Stored dataset items:
>> Start

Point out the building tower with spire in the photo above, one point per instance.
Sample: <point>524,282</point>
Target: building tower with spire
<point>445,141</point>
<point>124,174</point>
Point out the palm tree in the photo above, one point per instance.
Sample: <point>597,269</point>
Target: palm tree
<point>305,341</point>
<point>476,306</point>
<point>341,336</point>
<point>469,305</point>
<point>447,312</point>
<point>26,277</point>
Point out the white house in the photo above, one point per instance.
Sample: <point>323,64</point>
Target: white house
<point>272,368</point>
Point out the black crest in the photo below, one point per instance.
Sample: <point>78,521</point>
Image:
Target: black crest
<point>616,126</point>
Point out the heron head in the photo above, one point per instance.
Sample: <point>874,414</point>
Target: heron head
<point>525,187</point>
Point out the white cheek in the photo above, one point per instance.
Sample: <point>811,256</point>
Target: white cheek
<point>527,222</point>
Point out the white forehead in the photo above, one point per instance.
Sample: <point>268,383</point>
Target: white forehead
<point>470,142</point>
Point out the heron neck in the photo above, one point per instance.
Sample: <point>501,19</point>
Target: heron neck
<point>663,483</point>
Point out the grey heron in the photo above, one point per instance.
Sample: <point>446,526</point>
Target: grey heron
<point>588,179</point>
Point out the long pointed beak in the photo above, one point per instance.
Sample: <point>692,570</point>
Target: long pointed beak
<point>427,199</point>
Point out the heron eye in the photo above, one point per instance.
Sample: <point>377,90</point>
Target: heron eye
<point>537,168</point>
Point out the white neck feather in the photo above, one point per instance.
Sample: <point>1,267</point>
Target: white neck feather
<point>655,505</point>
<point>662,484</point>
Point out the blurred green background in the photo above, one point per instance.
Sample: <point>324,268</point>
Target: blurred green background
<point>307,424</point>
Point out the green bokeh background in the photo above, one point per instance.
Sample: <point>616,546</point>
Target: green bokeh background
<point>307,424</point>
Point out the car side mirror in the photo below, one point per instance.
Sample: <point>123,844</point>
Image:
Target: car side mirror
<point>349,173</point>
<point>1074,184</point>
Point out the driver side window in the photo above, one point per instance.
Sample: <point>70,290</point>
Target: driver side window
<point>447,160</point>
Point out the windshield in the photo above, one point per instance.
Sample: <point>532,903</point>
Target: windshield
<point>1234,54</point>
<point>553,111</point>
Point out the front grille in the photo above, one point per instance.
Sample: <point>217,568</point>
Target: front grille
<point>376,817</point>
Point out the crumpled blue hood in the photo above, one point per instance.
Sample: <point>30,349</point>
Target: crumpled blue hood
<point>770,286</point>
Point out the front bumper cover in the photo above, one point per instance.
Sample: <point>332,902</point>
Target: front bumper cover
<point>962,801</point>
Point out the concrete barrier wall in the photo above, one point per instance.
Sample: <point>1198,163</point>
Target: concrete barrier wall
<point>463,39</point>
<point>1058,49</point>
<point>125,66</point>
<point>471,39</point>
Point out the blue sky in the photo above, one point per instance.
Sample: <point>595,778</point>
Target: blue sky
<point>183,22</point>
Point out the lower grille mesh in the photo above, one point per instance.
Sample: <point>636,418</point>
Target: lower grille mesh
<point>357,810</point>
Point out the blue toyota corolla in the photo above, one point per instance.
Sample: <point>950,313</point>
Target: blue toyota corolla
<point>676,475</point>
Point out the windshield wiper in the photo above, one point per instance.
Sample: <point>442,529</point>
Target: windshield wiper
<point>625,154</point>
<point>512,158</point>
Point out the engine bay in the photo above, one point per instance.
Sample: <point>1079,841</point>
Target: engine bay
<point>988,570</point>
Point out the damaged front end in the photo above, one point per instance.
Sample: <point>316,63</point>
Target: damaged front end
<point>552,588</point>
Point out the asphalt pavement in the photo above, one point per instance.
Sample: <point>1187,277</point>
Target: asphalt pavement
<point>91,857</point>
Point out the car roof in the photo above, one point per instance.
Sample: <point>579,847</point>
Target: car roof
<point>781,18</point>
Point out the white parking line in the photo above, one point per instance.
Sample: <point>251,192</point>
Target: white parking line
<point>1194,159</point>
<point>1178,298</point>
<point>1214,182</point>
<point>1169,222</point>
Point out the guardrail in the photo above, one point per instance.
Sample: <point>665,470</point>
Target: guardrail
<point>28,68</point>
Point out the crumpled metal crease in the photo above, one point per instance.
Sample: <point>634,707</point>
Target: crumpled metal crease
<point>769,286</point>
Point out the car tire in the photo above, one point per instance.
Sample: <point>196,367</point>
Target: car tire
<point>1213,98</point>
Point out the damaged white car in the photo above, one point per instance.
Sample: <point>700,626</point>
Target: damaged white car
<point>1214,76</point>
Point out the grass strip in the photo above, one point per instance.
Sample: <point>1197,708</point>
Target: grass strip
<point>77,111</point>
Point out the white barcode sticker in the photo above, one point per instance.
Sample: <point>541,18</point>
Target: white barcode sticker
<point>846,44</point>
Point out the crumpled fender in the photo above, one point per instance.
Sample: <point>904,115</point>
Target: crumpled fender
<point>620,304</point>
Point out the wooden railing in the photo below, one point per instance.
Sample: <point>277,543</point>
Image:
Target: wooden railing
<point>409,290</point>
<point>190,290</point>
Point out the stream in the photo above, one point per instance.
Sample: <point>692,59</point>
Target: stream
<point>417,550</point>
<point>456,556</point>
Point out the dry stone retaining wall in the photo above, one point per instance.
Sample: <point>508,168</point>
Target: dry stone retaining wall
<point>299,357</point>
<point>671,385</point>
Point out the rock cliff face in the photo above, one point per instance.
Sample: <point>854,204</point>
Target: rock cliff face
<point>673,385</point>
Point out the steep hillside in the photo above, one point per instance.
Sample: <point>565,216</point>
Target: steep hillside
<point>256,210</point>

>> End

Written instruction
Rewrite only the data from the beginning through the line holding "<point>272,368</point>", inclusive, replacing "palm tree" with "coconut palm" and keeping everything else the same.

Worked solution
Point out the building tower with spire in the photo above, one point per instance.
Sample: <point>524,282</point>
Target: building tower with spire
<point>445,141</point>
<point>124,174</point>
Point out the coconut palm in the photo above, one point per instance.
Sample: <point>597,269</point>
Target: coconut palm
<point>305,341</point>
<point>476,306</point>
<point>341,336</point>
<point>469,305</point>
<point>447,312</point>
<point>26,277</point>
Point out the white house in the photo above, one point per instance.
Sample: <point>323,64</point>
Target: white house
<point>272,368</point>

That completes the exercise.